(TEXTE FOURNI):
*****

Tant de sang répandu

Dans son dernier ouvrage, Ainsi l’animal et nous, la sociologue et écrivaine Kaoutar Harchi entreprend le grand récit de l’enchevêtrement des dominations exercées à l’endroit des animaux et de groupes humains opprimés. De ce grand récit, fait de multiples récits et parcourant les siècles, l’autrice nous invite à voir que les animaux sont partout, là, logés et lovés où nous ne parvenons pas à les voir, présents là, matériellement ou symboliquement, où les dominations entre humains font rage.

Kaoutar Harchi | Ainsi l’animal et nous. Actes Sud, 320 p., 22,50 €

Kaoutar Harchi ouvre son livre sur un tableau, qu’elle poursuit tout au long de son récit, faisant s’entremêler la grande Histoire – celle de ces siècles où, toujours, les oppressions des animaux par les humains et de certains humains par d’autres humains n’étaient pas étrangères les unes aux autres – à son histoire, ses souvenirs d’enfance. La disparition de Mustapha après qu’un jour d’été où la jeune narratrice se baignait avec son ami, le chien de la police eut mordu Mustapha, que la foule eut crié : « faut crever ce chien qui attaque nos gosses », et que les policiers eurent rétorqué : « c’est vous les chiens, c’est vous qu’on va crever ».  

C’est notamment par le déploiement d’images, telles celles du chien qui surgit pour mordre Mustapha avant d’être tué, que l’autrice entreprend de rendre visibles, sensibles, les animaux. Ces images se succèdent pour créer des récits où l’importance du regard et de la vue nous empêche de mettre à distance ce que nous mettons habituellement à distance : ce qui concerne les animaux. Aussi l’autrice prend-elle le temps de nous raconter, parmi d’autres histoires, celle de la truie, dont la vie n’est qu’« une longue suite d’inséminations artificielles, de grossesses contraintes, de gestations, de mises bas, d’allaitement, de séparations » avant d’être tuée « ce jour venu où la truie cessera d’être une force pour cet homme car elle sera sans force pour elle-même ». L’acuité et la justesse de ces récits nombreux où les animaux deviennent des êtres dignes d’intérêt témoignent, plus que d’un réel égard, d’un souci de justice que sert la justesse. 

Mais si les animaux sont partout présents dans l’ouvrage, ils ne sont jamais là tout seuls. D’une part, parce que l’animalisation dont ils ont fait les frais est indissociable d’un processus d’humanisation des humains – ou plutôt de certains humains –, processus dont des humains sont à l’origine. Mais également parce que cette même animalisation qui cible principalement les animaux non humains s’étend à des humains et groupes d’humains minorisés socialement, dominés, et dont l’animalisation permet de produire et de justifier une violence toujours plus grande à leur encontre. Aussi Kaoutar Harchi place-t-elle ce processus d’animalisation au cœur de son ouvrage, puisque, selon ses mots, « l’animalisation est tout », « l’animalisation est la question de notre monde. L’animalisation est tout entière notre monde entier ».

*****

(LISTE DES ENREGISTREMENTS):
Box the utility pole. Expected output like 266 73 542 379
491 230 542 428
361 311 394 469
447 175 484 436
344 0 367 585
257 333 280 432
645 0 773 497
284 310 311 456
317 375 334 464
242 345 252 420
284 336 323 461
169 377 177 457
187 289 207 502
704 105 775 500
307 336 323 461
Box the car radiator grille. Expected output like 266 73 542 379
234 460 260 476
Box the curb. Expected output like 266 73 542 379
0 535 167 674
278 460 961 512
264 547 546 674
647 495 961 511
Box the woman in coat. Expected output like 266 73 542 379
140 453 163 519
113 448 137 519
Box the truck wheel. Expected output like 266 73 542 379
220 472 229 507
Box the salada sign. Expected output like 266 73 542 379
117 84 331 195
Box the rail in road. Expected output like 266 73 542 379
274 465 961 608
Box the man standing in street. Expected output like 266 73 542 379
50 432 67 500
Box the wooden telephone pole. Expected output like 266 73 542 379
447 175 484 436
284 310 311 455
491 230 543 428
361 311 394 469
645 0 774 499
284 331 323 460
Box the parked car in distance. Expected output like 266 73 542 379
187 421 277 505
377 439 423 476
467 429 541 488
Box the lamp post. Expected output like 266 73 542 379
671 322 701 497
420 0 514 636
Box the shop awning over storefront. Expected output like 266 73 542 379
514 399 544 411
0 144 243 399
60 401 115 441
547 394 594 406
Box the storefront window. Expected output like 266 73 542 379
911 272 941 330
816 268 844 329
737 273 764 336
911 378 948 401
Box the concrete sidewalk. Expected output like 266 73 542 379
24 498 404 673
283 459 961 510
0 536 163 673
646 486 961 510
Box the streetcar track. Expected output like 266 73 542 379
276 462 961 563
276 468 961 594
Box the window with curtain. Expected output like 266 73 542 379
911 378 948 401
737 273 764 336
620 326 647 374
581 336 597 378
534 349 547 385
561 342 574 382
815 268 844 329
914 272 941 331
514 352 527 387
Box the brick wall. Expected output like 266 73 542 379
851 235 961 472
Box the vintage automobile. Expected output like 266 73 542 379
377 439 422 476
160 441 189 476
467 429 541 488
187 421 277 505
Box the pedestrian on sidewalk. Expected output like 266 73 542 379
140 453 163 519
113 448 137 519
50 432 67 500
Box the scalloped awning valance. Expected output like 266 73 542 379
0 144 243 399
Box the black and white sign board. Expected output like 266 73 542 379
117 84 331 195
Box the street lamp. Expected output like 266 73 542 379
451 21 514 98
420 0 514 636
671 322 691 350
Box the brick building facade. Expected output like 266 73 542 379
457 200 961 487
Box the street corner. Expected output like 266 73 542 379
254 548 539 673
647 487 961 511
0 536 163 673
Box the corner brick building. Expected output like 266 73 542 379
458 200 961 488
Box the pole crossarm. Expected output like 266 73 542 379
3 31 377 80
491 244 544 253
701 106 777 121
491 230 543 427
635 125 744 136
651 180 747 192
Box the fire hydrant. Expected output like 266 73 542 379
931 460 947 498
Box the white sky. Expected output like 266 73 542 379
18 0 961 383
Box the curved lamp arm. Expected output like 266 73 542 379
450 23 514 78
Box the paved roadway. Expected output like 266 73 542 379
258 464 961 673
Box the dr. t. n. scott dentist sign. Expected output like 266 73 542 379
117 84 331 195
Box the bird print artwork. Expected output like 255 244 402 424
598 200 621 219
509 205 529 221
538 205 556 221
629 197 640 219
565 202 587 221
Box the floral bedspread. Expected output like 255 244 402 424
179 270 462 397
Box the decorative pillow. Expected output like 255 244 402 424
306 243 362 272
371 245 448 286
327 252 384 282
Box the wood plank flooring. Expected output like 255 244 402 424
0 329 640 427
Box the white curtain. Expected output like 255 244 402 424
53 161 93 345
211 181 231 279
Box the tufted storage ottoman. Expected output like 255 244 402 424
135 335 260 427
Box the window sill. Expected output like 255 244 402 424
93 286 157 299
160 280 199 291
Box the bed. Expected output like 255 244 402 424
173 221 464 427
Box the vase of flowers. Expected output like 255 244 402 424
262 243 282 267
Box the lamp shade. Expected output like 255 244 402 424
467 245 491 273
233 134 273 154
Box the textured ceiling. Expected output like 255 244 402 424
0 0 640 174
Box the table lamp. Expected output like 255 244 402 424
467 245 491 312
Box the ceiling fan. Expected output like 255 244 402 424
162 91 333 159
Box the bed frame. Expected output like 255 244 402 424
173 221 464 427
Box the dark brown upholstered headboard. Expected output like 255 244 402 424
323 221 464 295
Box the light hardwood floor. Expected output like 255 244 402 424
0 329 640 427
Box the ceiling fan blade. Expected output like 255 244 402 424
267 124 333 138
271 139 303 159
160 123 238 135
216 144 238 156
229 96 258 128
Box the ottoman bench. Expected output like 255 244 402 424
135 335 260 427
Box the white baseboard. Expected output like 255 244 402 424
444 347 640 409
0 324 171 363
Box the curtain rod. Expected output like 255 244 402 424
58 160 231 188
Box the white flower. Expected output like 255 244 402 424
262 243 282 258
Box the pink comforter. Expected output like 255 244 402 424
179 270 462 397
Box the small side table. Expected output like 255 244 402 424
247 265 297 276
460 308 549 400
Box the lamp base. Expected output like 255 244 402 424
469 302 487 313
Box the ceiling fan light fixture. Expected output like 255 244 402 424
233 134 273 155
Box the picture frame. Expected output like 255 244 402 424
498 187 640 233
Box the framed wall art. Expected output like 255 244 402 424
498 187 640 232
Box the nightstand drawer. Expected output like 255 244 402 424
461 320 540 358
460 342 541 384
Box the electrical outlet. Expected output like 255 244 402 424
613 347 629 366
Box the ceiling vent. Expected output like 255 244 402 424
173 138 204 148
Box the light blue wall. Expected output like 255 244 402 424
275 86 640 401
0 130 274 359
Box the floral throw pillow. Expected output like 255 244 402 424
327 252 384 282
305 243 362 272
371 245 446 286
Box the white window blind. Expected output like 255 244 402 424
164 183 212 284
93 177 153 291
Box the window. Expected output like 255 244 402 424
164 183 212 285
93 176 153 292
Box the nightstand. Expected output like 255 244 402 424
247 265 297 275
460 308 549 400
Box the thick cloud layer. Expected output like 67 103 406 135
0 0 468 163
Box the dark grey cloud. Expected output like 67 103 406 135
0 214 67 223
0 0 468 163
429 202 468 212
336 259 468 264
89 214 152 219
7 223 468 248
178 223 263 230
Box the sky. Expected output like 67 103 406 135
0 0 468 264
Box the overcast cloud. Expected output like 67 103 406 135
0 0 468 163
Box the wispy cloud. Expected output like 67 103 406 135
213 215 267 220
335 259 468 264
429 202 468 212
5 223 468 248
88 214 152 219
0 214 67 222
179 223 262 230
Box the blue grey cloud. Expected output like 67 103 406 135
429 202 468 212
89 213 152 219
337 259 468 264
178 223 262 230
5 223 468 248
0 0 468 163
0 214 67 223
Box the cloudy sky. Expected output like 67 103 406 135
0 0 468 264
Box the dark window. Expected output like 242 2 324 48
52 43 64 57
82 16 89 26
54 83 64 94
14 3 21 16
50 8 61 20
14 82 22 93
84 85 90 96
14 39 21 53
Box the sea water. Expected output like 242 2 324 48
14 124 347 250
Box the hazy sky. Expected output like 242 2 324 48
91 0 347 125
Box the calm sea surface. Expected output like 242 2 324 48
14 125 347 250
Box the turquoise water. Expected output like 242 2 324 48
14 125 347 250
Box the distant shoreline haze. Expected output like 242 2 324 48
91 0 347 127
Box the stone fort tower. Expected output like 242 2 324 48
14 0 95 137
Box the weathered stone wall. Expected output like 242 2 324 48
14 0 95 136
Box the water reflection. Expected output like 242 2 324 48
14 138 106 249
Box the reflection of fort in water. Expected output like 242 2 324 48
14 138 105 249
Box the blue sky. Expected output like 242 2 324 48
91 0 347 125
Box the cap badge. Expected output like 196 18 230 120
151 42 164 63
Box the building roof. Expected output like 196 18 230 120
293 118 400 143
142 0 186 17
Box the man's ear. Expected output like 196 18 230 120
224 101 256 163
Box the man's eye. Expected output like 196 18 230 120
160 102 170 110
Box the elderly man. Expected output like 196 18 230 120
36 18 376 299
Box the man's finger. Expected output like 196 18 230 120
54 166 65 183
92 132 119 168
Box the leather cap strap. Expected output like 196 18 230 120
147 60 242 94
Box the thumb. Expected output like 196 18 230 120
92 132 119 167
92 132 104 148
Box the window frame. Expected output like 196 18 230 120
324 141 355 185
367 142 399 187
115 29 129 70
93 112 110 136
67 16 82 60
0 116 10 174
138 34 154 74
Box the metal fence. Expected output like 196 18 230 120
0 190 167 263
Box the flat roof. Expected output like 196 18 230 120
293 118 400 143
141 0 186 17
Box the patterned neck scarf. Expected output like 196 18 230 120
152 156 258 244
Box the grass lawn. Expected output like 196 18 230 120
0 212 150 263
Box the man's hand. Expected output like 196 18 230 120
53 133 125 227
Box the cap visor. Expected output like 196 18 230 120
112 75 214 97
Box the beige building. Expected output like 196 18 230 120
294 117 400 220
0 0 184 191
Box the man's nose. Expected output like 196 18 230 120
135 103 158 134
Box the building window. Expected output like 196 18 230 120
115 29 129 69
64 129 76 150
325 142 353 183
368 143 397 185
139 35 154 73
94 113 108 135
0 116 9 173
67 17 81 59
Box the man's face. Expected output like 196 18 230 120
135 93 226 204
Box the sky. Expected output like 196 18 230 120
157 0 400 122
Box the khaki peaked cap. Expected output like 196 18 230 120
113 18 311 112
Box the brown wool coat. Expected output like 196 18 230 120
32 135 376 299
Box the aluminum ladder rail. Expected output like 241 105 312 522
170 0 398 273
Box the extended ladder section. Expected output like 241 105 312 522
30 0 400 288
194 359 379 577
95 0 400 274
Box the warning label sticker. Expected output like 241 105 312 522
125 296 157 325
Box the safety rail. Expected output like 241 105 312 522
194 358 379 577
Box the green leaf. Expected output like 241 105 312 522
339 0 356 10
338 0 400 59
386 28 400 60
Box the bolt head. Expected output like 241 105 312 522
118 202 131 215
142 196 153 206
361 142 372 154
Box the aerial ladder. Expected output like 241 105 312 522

*****

Répondez aux questions suivantes à partir du compte rendu de l'ouvrage Ainsi l'animal et nous.
(a) Quel éditeur publie l'ouvrage, et combien de pages compte-t-il ?
(b) Qu'a crié la foule après que le chien de la police a mordu Mustapha ?
(c) Quel processus Kaoutar Harchi place-t-elle au cœur de son ouvrage ?

(BONNE RÉPONSE):
(a) L'ouvrage est publié par Actes Sud et compte 320 pages.
(b) La foule a crié : « faut crever ce chien qui attaque nos gosses ».
(c) Elle place au cœur de son ouvrage le processus d'animalisation.